**TASK DIRECTIONS**
All entries below are to be set down again, identical to the source.

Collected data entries
--------------------------------------------------
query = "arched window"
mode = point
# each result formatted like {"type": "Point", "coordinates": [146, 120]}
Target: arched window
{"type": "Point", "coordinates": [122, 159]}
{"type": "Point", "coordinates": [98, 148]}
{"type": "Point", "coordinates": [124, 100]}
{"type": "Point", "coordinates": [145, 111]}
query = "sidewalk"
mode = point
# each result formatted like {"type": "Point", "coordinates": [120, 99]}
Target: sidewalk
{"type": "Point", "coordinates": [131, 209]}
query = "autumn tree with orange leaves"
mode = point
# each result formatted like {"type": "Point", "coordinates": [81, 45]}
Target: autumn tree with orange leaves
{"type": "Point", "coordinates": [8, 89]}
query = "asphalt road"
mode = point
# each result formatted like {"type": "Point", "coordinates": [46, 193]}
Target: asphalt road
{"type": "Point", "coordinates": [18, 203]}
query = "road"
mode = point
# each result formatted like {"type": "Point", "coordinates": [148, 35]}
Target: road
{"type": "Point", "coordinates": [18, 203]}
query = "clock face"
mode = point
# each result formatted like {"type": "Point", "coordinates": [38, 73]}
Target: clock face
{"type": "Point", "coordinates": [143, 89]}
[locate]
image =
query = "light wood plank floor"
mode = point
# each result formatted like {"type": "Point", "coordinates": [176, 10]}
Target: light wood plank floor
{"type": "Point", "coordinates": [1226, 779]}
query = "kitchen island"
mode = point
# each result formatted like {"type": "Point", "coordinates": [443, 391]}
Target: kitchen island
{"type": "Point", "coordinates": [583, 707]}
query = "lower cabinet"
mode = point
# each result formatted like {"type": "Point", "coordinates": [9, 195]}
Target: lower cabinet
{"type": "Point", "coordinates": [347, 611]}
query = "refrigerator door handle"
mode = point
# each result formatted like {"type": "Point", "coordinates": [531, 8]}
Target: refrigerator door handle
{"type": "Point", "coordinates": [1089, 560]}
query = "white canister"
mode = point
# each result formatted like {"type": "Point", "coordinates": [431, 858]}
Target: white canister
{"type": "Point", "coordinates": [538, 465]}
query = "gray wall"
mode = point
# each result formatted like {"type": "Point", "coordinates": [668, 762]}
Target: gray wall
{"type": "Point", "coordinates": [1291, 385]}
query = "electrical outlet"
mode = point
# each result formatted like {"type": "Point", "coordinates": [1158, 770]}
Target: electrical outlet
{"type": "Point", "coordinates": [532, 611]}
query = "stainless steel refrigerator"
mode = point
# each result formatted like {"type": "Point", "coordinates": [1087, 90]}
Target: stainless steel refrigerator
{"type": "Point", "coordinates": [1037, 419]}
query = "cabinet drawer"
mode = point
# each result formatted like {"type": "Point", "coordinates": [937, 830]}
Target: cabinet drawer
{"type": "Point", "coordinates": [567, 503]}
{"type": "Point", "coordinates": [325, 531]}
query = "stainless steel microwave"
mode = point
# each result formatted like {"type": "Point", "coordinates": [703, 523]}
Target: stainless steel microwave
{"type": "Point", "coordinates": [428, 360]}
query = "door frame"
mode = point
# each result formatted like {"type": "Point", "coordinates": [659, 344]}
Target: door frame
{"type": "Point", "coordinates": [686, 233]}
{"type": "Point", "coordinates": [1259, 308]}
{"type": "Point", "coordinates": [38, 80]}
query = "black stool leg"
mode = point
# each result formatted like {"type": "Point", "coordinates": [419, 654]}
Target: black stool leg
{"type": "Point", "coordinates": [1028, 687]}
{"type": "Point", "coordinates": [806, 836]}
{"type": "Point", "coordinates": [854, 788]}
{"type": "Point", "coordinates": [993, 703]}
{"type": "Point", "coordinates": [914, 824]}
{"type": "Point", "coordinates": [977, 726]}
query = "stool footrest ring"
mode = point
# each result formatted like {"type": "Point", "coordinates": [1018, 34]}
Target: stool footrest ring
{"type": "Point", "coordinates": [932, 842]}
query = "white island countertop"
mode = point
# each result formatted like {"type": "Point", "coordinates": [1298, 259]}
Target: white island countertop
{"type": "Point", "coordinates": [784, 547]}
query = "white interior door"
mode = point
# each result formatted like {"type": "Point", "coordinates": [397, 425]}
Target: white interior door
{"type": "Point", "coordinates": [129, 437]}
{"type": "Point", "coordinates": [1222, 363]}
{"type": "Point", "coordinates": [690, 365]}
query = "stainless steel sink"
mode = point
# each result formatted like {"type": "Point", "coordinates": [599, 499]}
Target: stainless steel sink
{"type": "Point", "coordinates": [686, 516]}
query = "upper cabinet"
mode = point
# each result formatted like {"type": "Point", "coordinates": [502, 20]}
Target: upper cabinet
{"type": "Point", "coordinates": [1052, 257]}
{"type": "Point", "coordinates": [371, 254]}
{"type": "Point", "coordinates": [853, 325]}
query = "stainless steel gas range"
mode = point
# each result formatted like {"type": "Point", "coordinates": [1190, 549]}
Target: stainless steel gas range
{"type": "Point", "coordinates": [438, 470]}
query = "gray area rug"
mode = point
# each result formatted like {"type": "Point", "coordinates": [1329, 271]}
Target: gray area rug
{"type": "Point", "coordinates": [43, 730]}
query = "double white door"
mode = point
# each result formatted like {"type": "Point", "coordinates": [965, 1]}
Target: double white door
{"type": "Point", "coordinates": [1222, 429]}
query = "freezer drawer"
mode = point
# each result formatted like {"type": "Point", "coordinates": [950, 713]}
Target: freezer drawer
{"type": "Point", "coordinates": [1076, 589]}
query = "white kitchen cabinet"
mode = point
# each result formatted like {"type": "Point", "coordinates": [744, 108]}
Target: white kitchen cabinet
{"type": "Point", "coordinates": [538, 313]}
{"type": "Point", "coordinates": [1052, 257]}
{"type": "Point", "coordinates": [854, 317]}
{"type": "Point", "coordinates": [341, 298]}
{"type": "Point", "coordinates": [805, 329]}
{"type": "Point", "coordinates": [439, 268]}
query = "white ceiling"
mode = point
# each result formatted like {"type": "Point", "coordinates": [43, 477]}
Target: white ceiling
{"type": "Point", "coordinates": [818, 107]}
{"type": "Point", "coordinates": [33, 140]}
--------------------------------------------------
**RESULT OF THE EXERCISE**
query = "arched window"
mode = point
# each result formatted like {"type": "Point", "coordinates": [146, 120]}
Target: arched window
{"type": "Point", "coordinates": [122, 159]}
{"type": "Point", "coordinates": [98, 148]}
{"type": "Point", "coordinates": [124, 100]}
{"type": "Point", "coordinates": [145, 111]}
query = "sidewalk"
mode = point
# each result formatted like {"type": "Point", "coordinates": [120, 99]}
Target: sidewalk
{"type": "Point", "coordinates": [131, 209]}
query = "autumn tree with orange leaves"
mode = point
# each result formatted like {"type": "Point", "coordinates": [81, 45]}
Target: autumn tree with orange leaves
{"type": "Point", "coordinates": [8, 89]}
query = "asphalt road"
mode = point
# each result formatted like {"type": "Point", "coordinates": [46, 193]}
Target: asphalt road
{"type": "Point", "coordinates": [18, 203]}
query = "road"
mode = point
# each result formatted like {"type": "Point", "coordinates": [148, 35]}
Target: road
{"type": "Point", "coordinates": [18, 203]}
query = "clock face"
mode = point
# each result formatted like {"type": "Point", "coordinates": [38, 73]}
Target: clock face
{"type": "Point", "coordinates": [143, 89]}
[locate]
image =
query = "light wood plank floor"
mode = point
# each result formatted like {"type": "Point", "coordinates": [176, 10]}
Target: light wood plank floor
{"type": "Point", "coordinates": [1226, 779]}
query = "kitchen island"
mode = point
# each result formatted like {"type": "Point", "coordinates": [443, 391]}
Target: kitchen island
{"type": "Point", "coordinates": [583, 707]}
query = "lower cabinet"
mode = point
# each result formatted like {"type": "Point", "coordinates": [9, 195]}
Target: lower cabinet
{"type": "Point", "coordinates": [347, 611]}
query = "refrigerator door handle"
mode = point
# each result formatted like {"type": "Point", "coordinates": [531, 8]}
Target: refrigerator door handle
{"type": "Point", "coordinates": [1089, 560]}
query = "white canister"
mode = point
# each result formatted like {"type": "Point", "coordinates": [431, 858]}
Target: white canister
{"type": "Point", "coordinates": [538, 465]}
query = "gray wall"
mode = point
# each result formatted like {"type": "Point", "coordinates": [668, 762]}
Target: gray wall
{"type": "Point", "coordinates": [1291, 385]}
query = "electrical outlet"
mode = point
# each result formatted like {"type": "Point", "coordinates": [1158, 770]}
Target: electrical outlet
{"type": "Point", "coordinates": [532, 611]}
query = "stainless steel refrigerator"
mode = point
# each result formatted like {"type": "Point", "coordinates": [1087, 90]}
Target: stainless steel refrigerator
{"type": "Point", "coordinates": [1037, 419]}
query = "cabinet drawer"
mode = point
# each result formatted like {"type": "Point", "coordinates": [937, 830]}
Target: cabinet drawer
{"type": "Point", "coordinates": [567, 503]}
{"type": "Point", "coordinates": [325, 531]}
query = "stainless steel microwave"
mode = point
# each result formatted like {"type": "Point", "coordinates": [703, 523]}
Target: stainless steel microwave
{"type": "Point", "coordinates": [428, 360]}
query = "door frame"
mode = point
# each result formatted like {"type": "Point", "coordinates": [659, 344]}
Target: door frame
{"type": "Point", "coordinates": [686, 233]}
{"type": "Point", "coordinates": [1259, 308]}
{"type": "Point", "coordinates": [38, 80]}
query = "black stool leg"
mode = point
# each result formatted like {"type": "Point", "coordinates": [419, 654]}
Target: black stool leg
{"type": "Point", "coordinates": [1028, 687]}
{"type": "Point", "coordinates": [806, 836]}
{"type": "Point", "coordinates": [854, 788]}
{"type": "Point", "coordinates": [993, 703]}
{"type": "Point", "coordinates": [914, 824]}
{"type": "Point", "coordinates": [977, 726]}
query = "stool footrest ring"
mode = point
# each result formatted like {"type": "Point", "coordinates": [1018, 34]}
Target: stool footrest ring
{"type": "Point", "coordinates": [932, 842]}
query = "white island countertop"
mode = point
# each result formatted like {"type": "Point", "coordinates": [1298, 259]}
Target: white island countertop
{"type": "Point", "coordinates": [784, 547]}
query = "white interior door"
mode = point
# each result formatted like {"type": "Point", "coordinates": [397, 425]}
Target: white interior door
{"type": "Point", "coordinates": [129, 437]}
{"type": "Point", "coordinates": [1222, 363]}
{"type": "Point", "coordinates": [690, 365]}
query = "stainless steel sink"
mode = point
# each result formatted like {"type": "Point", "coordinates": [599, 499]}
Target: stainless steel sink
{"type": "Point", "coordinates": [686, 516]}
query = "upper cabinet"
mode = point
# each result formatted like {"type": "Point", "coordinates": [502, 20]}
Target: upper cabinet
{"type": "Point", "coordinates": [1052, 257]}
{"type": "Point", "coordinates": [371, 254]}
{"type": "Point", "coordinates": [853, 325]}
query = "stainless steel gas range"
mode = point
# each result formatted like {"type": "Point", "coordinates": [1190, 549]}
Target: stainless steel gas range
{"type": "Point", "coordinates": [438, 470]}
query = "gray area rug"
mode = point
# each result formatted like {"type": "Point", "coordinates": [1329, 271]}
Target: gray area rug
{"type": "Point", "coordinates": [43, 730]}
query = "double white door"
mode = point
# each result formatted like {"type": "Point", "coordinates": [965, 1]}
Target: double white door
{"type": "Point", "coordinates": [1222, 429]}
query = "freezer drawer"
mode = point
# each result formatted like {"type": "Point", "coordinates": [950, 713]}
Target: freezer drawer
{"type": "Point", "coordinates": [1076, 589]}
query = "white kitchen cabinet"
mode = point
# each result formatted like {"type": "Point", "coordinates": [744, 108]}
Target: white kitchen cabinet
{"type": "Point", "coordinates": [538, 313]}
{"type": "Point", "coordinates": [1052, 257]}
{"type": "Point", "coordinates": [854, 317]}
{"type": "Point", "coordinates": [341, 298]}
{"type": "Point", "coordinates": [805, 329]}
{"type": "Point", "coordinates": [439, 268]}
query = "white ceiling"
mode = point
# each result formatted like {"type": "Point", "coordinates": [43, 477]}
Target: white ceiling
{"type": "Point", "coordinates": [818, 107]}
{"type": "Point", "coordinates": [33, 140]}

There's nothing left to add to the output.